**Excerpted passage**
= Beginning of Section =
Arnarhóll (/is/) is a hill next to the centre of Reykjavík, Iceland's capital city. It is named after Iceland's first settler, Ingólfur Arnarson. Icelandic ministries are situated near it and events take place on it.

==Description==
Arnarhóll is a hill next to the centre of Reykjavík, Iceland's capital city. Many ministries are arranged on or around this hill, including the Ministry of Education and the Ministry of Justice. The Þjóðleikhús—Iceland's most famous theatre is just around the corner.

==Name==
The hill is named after Iceland's bequeathed first settler, Ingólfur Arnarson. It is said that his slaves found the columns of his high seat at the foot of the hill, a good omen for vikings to install a settlement there. Ingólfur Arnarson started his first settlement at this place, after having passed two other winters in Iceland, the first one at Ingólfshöfði and the third one at Ingólfsfjall (now in the vicinity of Hveragerði) where Ingólfur was also buried according to Landnámabók.

==Importance==
The site has a special importance for the people of Iceland.
On Independence Day (17th of June), speeches are held up there or at its foot, which was also done during the so-called Kitchenware Revolution in 2008–2009.

Until some years ago, the final concert of Culture Night in mid-August was always held at its foot.
= End of Section =
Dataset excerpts
= Beginning of Section =
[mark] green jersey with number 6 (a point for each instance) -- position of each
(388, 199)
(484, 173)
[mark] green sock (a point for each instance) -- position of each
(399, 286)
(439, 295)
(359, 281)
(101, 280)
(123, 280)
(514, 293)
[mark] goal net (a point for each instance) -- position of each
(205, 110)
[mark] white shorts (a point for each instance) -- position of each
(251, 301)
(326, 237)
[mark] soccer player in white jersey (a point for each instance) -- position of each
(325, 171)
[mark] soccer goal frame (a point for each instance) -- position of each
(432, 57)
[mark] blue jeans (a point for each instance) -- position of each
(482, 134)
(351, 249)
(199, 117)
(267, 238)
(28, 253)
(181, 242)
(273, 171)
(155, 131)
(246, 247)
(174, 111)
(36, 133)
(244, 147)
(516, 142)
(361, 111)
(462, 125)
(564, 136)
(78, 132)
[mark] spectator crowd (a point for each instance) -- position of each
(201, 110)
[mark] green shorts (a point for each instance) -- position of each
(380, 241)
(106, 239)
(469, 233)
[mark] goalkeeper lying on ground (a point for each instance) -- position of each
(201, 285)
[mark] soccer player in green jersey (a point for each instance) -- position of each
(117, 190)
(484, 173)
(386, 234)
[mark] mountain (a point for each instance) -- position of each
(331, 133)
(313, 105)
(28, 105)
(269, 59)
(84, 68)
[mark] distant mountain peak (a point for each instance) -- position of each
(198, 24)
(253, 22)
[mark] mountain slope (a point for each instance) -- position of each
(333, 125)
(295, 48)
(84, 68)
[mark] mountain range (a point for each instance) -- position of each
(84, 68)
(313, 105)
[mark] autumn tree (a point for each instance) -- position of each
= End of Section =
**Actions to take**
**1.** List every occasion that the Arnarhóll article names as having been marked by speeches or a concert on the hill or at its foot.
**2.** From the Arnarhóll article, write out the passage that starts at "On Independence Day" and runs up to and including "Revolution in 2008–2009.".

**Your written answers**
**1.**
- Independence Day (17th of June)
- The Kitchenware Revolution in 2008–2009
- The final concert of Culture Night in mid-August

**2.**
On Independence Day (17th of June), speeches are held up there or at its foot, which was also done during the so-called Kitchenware Revolution in 2008–2009.